— BEGIN —

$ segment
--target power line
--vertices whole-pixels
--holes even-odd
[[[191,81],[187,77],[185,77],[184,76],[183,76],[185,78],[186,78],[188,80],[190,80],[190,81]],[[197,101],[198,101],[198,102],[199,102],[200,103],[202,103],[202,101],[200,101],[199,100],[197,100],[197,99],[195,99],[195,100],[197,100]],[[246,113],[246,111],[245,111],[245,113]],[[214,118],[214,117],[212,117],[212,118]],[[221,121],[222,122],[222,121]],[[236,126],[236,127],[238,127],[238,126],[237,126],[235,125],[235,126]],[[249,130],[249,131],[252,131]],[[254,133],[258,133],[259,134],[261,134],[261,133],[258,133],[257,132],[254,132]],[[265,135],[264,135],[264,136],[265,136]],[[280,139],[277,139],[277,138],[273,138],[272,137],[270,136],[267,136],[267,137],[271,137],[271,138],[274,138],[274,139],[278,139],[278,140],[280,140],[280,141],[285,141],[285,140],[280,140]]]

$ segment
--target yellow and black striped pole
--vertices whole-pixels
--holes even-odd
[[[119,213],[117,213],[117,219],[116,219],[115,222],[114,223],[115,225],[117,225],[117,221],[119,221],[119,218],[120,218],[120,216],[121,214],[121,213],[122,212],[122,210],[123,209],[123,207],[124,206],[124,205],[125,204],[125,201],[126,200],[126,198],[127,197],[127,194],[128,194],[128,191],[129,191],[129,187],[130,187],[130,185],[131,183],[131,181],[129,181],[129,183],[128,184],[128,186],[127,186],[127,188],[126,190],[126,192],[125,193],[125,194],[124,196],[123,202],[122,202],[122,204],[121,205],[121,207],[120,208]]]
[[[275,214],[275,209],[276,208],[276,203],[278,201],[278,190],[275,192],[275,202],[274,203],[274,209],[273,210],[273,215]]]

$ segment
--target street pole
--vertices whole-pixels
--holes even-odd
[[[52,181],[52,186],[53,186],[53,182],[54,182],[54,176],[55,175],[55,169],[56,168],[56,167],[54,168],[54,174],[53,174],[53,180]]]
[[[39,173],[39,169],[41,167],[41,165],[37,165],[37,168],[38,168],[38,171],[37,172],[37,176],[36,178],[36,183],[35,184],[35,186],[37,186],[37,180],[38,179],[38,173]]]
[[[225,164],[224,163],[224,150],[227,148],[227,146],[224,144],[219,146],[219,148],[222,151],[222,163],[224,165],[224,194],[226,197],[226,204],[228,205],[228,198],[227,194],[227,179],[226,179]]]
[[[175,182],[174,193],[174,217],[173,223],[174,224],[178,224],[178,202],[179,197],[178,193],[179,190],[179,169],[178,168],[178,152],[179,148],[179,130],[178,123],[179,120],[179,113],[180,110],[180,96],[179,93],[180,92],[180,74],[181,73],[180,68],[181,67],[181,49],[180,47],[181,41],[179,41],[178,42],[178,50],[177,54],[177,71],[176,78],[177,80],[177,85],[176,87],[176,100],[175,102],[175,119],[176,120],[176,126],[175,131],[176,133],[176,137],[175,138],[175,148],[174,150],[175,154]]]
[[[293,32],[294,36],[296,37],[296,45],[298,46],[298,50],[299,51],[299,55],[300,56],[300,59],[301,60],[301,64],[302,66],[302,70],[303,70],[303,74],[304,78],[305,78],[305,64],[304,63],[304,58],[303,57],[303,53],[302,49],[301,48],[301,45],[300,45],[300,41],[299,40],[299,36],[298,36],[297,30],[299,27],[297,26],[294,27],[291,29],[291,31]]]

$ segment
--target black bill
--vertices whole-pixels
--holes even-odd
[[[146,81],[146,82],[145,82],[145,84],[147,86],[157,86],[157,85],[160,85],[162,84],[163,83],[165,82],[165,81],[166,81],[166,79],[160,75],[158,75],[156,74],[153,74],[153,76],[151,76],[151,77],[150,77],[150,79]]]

— END —

▸ DIRECTION
Copy each line of the data exactly, leaving nothing out.

▸ ANSWER FOR THIS EXERCISE
$ segment
--target power line
--vertices whole-pixels
--holes even-odd
[[[191,81],[187,77],[185,77],[184,76],[183,76],[185,78],[186,78],[188,80],[190,80],[190,81]],[[197,101],[198,101],[198,102],[199,102],[200,103],[202,103],[202,101],[200,101],[199,100],[197,100],[197,99],[195,99],[195,100],[197,100]],[[246,113],[246,111],[245,111],[245,113]],[[214,118],[214,117],[212,117],[212,118]],[[221,121],[222,122],[222,121]],[[236,126],[236,127],[238,127],[238,126],[237,126],[235,125],[235,126]],[[249,130],[249,131],[252,131]],[[254,133],[258,133],[259,134],[261,134],[261,133],[258,133],[257,132],[254,132]],[[265,135],[264,135],[264,136],[265,136]],[[280,139],[277,139],[277,138],[273,138],[272,137],[270,136],[267,136],[267,137],[271,137],[271,138],[274,138],[274,139],[278,139],[278,140],[280,140],[280,141],[285,141],[285,140],[280,140]]]

$ segment
--target yellow and black striped pole
--vertices whole-pixels
--holes even-odd
[[[119,213],[117,213],[117,219],[116,219],[115,222],[114,223],[115,225],[117,225],[117,221],[119,221],[119,218],[120,218],[120,216],[121,214],[121,213],[122,212],[122,210],[123,209],[123,207],[124,206],[124,205],[125,204],[125,201],[126,200],[126,198],[127,197],[127,194],[128,194],[128,191],[129,191],[129,187],[130,187],[130,185],[131,183],[131,181],[129,181],[129,183],[128,184],[128,186],[127,186],[127,188],[126,190],[126,192],[125,193],[125,194],[124,196],[123,202],[122,202],[122,204],[121,205],[121,207],[120,208]]]
[[[275,214],[275,209],[276,208],[276,203],[278,201],[278,190],[275,192],[275,202],[274,203],[274,209],[273,210],[273,215]]]

$ segment
--target street pole
--vertices whole-pixels
--holes even-odd
[[[52,181],[52,186],[53,186],[53,182],[54,182],[54,176],[55,175],[55,169],[56,168],[56,167],[54,168],[54,174],[53,174],[53,180]]]
[[[39,173],[39,169],[41,167],[41,165],[37,165],[37,168],[38,168],[38,171],[37,172],[37,176],[36,178],[36,183],[35,184],[35,186],[37,186],[37,180],[38,179],[38,173]]]
[[[225,164],[224,163],[224,150],[227,148],[227,146],[224,144],[219,146],[219,148],[222,151],[222,163],[224,165],[224,194],[226,197],[226,204],[228,205],[228,198],[227,194],[227,179],[226,179]]]
[[[175,182],[174,193],[174,217],[173,223],[174,224],[178,224],[178,202],[179,197],[178,193],[179,190],[179,169],[178,168],[178,152],[179,148],[179,130],[178,123],[179,120],[179,113],[180,110],[180,96],[179,93],[180,92],[180,74],[181,73],[180,68],[181,67],[181,49],[180,47],[181,41],[179,41],[178,42],[178,50],[177,54],[177,71],[176,78],[177,80],[177,85],[176,87],[176,100],[175,102],[175,119],[176,120],[176,126],[175,131],[176,133],[176,137],[175,138],[175,148],[174,150],[175,154]]]
[[[293,32],[294,36],[296,37],[296,45],[298,46],[298,50],[299,51],[299,55],[300,56],[300,59],[301,60],[301,64],[302,66],[302,70],[303,70],[303,74],[304,78],[305,78],[305,64],[304,63],[304,58],[303,57],[303,53],[302,49],[301,48],[301,45],[300,45],[300,41],[299,40],[299,36],[298,36],[297,30],[299,27],[297,26],[294,27],[291,29],[291,31]]]

$ segment
--target black bill
--vertices whole-pixels
--holes even-odd
[[[146,81],[146,82],[145,82],[145,84],[147,86],[157,86],[157,85],[160,85],[162,84],[163,83],[165,82],[165,81],[166,81],[166,79],[160,75],[158,75],[156,74],[153,74],[153,76],[151,76],[151,77],[150,77],[150,79]]]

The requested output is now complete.